_EXTRACT PROVIDED_:
** START **

More limitations of carbon pricing
One challenge of carbon pricing is that (private) companies often require high rates of return on investments. A high required rate of return means the companies place little emphasis on carbon prices in the distant future when considering emission-reducing measures. If there is also high uncertainty regarding future carbon prices, investors will be even less willing to stake their money on long-term emission-reducing measures. This applies to regular investments as well as investments in research and development (R&D).
Barriers that limit profitable energy efficiency must also be overcome using targeted measures.
A carbon price that only applies to some countries, could make industries with high emissions move to countries without carbon prices. This is called carbon leakage, and it might at worst lead to increased global emissions. When there is a need for a product (e.g. aluminium) in the future, policy instruments should be combined («carrot and stick») so that the industry is encouraged to stay, cut emissions where possible and develop more climate-friendly manufacturing technology. The latter is particularly important, as more climate-friendly technology may later help reduce emissions throughout the relevant industry in all countries.
We need to develop an energy system that is robust, emission-free and affordable
The energy sector represents approx. two thirds of global greenhouse gas emissions. It is possible to reduce the emissions in the energy sector significantly towards 2050. If nothing is done, however, emissions will see a steep increase as a result of large economic growth globally. It is therefore very important to succeed in radical emission reductions in the energy sector. Building coal power plants and other infrastructure that entail high CO2 emissions for many decades must be avoided, and it is important that we start developing solutions that can decarbonize our energy system completely.

** END **

_DATA LINES_:
** START **

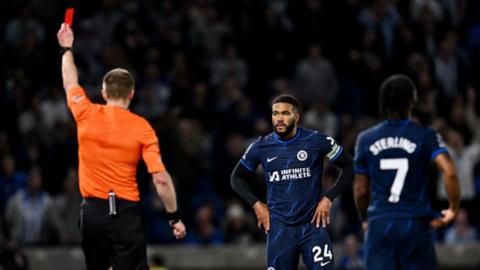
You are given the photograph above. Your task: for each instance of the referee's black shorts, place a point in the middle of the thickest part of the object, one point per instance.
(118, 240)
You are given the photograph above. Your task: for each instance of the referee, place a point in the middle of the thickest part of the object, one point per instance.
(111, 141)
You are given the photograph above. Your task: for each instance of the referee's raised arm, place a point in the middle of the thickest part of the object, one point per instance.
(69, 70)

** END **
** START **

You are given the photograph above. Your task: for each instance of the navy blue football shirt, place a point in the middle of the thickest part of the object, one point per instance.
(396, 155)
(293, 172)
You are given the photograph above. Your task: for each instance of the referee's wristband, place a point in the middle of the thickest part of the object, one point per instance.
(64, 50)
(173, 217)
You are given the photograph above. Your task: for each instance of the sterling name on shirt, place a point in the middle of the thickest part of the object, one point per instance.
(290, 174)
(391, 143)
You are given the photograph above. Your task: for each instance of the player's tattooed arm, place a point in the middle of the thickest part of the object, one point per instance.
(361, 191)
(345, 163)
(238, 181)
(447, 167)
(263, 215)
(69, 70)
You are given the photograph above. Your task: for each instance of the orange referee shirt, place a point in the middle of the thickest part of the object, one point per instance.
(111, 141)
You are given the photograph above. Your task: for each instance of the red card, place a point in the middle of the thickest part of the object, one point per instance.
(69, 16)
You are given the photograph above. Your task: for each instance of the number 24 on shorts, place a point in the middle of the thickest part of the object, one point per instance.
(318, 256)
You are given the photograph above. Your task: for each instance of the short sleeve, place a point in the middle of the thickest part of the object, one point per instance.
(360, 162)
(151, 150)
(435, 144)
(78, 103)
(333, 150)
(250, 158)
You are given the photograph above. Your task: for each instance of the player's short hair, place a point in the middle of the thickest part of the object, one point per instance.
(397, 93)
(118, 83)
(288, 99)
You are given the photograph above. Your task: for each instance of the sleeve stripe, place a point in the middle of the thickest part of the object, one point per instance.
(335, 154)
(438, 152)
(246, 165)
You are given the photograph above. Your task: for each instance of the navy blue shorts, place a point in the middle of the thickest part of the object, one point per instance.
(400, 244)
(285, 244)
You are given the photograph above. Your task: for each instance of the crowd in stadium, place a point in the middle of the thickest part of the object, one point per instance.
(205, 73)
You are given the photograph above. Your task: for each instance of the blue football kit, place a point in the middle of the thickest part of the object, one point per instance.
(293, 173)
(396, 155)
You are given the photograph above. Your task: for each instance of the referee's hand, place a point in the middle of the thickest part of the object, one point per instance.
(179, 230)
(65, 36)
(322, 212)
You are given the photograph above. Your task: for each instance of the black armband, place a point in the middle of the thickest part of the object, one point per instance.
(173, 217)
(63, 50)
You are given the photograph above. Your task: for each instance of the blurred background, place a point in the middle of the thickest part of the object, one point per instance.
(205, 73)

** END **

_TASKS TO CARRY OUT_:
a - Show each line in the entries that includes the word "football". Case matters.
b - Please continue the text on carbon pricing and the energy sector, starting after its last sentence.

_ANSWERS BY TASK_:
a -
You are given the photograph above. Your task: for each instance of the navy blue football shirt, place a point in the middle of the thickest part of the object, one point per instance.
You are given the photograph above. Your task: for each instance of the blue football kit, place a point in the middle of the thickest part of the object, one point per instance.

b -
Electricity will be a more important energy carrier in the future because we use electricity for more and more purposes, and because electricity will be put to use in new areas to reduce CO2 emissions throughout the energy sector. It is easier to bring down emissions from power generation than from many other types of energy use. In parallel with declining emissions in the power sector, electricity can increasingly be used for transportation and heating. The heating and transport sector can get rid of its CO2 emissions by using emission-free power and biomass/biofuels.
Traditionally, fossil power generation has ensured the necessary balance between consumption and generation. Now, fossil power will gradually be replaced by emission-free power, which is much harder to regulate, and which often varies depending on the weather. There will be hours when solar and wind facilities generate almost no power, and there will be times when they generate much more power than current consumption requires. The challenge is to develop an emission-free power system that provides enough power in every situation. Ideally, we should also utilise the large surpluses that will occur at certain times.
In order to bring emissions down to zero and also ensure supply in all situations, we need to develop new types of emission-free power that can cover consumption when the wind and sun have little to contribute. We will need new flexibility in generation and consumption, including technologies for storing energy. A stronger transmission grid must be built connecting areas and countries to alleviate local imbalances, and flexible heating solutions and intelligent control systems must be developed. The interaction of all these parts must be coordinated by suitable market solutions and regulations that exploit the benefits of trade between countries. This is a process of restructuring and learning where we know the general direction, but many of the solutions will have to be developed along the way.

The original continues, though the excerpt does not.